• PROBLEM TO WORK ON: Reproduce every one of the following records verbatim.

** START OF DATASET RECORDS **

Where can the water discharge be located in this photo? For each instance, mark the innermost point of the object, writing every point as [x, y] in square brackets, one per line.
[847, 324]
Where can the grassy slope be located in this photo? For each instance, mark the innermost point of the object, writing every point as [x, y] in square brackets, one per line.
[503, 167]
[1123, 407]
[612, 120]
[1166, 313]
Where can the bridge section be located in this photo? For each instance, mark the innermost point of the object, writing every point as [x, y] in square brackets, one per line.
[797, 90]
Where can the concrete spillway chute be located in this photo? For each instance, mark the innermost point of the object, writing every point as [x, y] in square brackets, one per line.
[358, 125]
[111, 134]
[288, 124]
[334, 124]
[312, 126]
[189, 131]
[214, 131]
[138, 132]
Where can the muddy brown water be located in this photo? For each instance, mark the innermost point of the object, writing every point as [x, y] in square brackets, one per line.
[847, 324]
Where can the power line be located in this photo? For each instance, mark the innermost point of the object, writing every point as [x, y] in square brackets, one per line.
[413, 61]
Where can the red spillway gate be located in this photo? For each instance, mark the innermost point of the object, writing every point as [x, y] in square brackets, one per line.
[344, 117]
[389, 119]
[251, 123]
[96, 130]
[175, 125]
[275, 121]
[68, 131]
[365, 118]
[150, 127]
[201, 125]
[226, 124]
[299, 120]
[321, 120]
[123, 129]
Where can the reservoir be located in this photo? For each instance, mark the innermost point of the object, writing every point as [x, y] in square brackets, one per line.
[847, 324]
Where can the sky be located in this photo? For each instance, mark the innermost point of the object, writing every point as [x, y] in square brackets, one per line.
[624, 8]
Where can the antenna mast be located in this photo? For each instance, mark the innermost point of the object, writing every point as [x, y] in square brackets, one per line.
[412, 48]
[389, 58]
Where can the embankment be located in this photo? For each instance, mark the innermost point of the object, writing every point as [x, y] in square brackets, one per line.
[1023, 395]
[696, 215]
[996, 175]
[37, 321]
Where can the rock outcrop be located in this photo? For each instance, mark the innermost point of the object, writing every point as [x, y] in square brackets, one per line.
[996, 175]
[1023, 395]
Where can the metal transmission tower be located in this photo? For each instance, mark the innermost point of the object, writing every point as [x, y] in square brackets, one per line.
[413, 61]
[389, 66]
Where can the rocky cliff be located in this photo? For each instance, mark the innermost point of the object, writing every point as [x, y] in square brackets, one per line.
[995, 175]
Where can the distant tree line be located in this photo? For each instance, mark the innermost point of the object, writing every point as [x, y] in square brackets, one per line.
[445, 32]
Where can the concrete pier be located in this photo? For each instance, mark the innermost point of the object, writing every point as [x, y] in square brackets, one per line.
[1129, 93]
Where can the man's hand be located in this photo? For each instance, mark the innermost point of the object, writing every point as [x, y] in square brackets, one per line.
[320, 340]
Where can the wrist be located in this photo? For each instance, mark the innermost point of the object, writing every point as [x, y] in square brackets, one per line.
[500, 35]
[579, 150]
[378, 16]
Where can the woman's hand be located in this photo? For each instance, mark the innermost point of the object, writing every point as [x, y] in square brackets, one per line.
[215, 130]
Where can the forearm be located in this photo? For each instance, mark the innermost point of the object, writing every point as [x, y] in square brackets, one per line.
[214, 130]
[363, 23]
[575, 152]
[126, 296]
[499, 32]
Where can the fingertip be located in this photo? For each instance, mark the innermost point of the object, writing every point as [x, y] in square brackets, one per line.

** END OF DATASET RECORDS **

• RIGHT ANSWER:
Where can the water discharge be located in this photo? For each instance, mark the innermost point of the object, writing every point as [x, y] in square brackets, one per line.
[847, 324]
Where can the grassy slope be located in this photo? For each instance, mark the innermost point of the object, writing every point as [x, y] in square brackets, one per line.
[503, 167]
[1123, 407]
[612, 120]
[1166, 313]
Where can the bridge section be located in this photo? For each instance, mark the innermost point of the object, writing every point as [x, y] in square brackets, one per line.
[797, 90]
Where can the concrete spillway chute be located in this photo? For each instance, mark the innermost point of the object, writing every point as [x, y] in square brackets, one per line.
[358, 125]
[111, 134]
[288, 124]
[334, 124]
[312, 126]
[189, 131]
[214, 131]
[138, 132]
Where can the muddy brown water be located in this photo? For each instance, mark the innermost point of the object, writing every point as [x, y] in square brackets, one per line.
[847, 324]
Where can the power line be located in this photo? For each instance, mark the innermost point of the object, writing every point as [x, y] in square brackets, one per line.
[413, 61]
Where can the red spillway gate be located in this photo? For each instance, mark the innermost point of the object, writing every point as [x, y] in square brackets, one per line.
[344, 117]
[389, 119]
[251, 123]
[96, 130]
[175, 125]
[275, 121]
[68, 131]
[365, 118]
[150, 127]
[201, 125]
[226, 124]
[299, 120]
[321, 120]
[123, 129]
Where can the reservoir be located in this photo? For each instance, mark the innermost point of the object, writing every point as [x, y] in square brackets, one per line.
[847, 324]
Where can the sky be located in this photo? For each instance, mark the innermost point of the object, writing every point as [x, y] in square brackets, one per line.
[624, 8]
Where can the antenna mast be located in this photo? For each instance, mark the innermost point of the object, writing every point as [x, y] in square brackets, one per line.
[412, 48]
[389, 58]
Where can the embankment be located in this photo? For each instance, mark the innermost point of the object, writing every point as [x, y] in square brackets, one per line.
[1023, 395]
[696, 215]
[996, 175]
[37, 321]
Where can the rock outcrop be located in this photo? For each instance, mark the innermost point of the object, writing every point as [x, y] in square brackets, one per line.
[996, 175]
[1023, 395]
Where can the metal transmission tower be located in this photo? For each instance, mark the innermost point of the object, writing every point as [x, y] in square brackets, one per line.
[413, 61]
[389, 66]
Where can the rocky cliff be located in this photo? For each instance, mark the innermost point of the object, writing every point as [x, y] in square brackets, one per line.
[995, 175]
Where can the distant tree line be located in this photo? For each instance, mark the innermost point of the object, writing every point as [x, y] in square brackets, one per line.
[445, 32]
Where can the concrete pier be located in this photo? For each instance, mark the innermost point of the object, writing every point as [x, y] in square brackets, one per line.
[1129, 93]
Where can the man's hand be located in this photo? For each instance, mark the innermost point of the object, writing every point as [x, y] in square brackets, one per line.
[320, 340]
Where can the wrist be located in this photo? For each instance, mark the innermost point of the object, writing every point as [x, y] in square brackets, one per line.
[500, 35]
[579, 150]
[378, 16]
Where can the woman's hand be located in this photo? For each instance, mark the innermost point of the object, writing every point as [x, y] in square brackets, one per line.
[215, 130]
Where can the forearm be located in this photo? For each instance, mark the innermost point of the object, writing every point as [x, y] in square brackets, one per line.
[214, 130]
[363, 23]
[575, 152]
[126, 296]
[499, 32]
Where can the fingertip be located in this photo? For each instance, mark the innermost point of the object, writing every point as [x, y] in square brackets, one per line.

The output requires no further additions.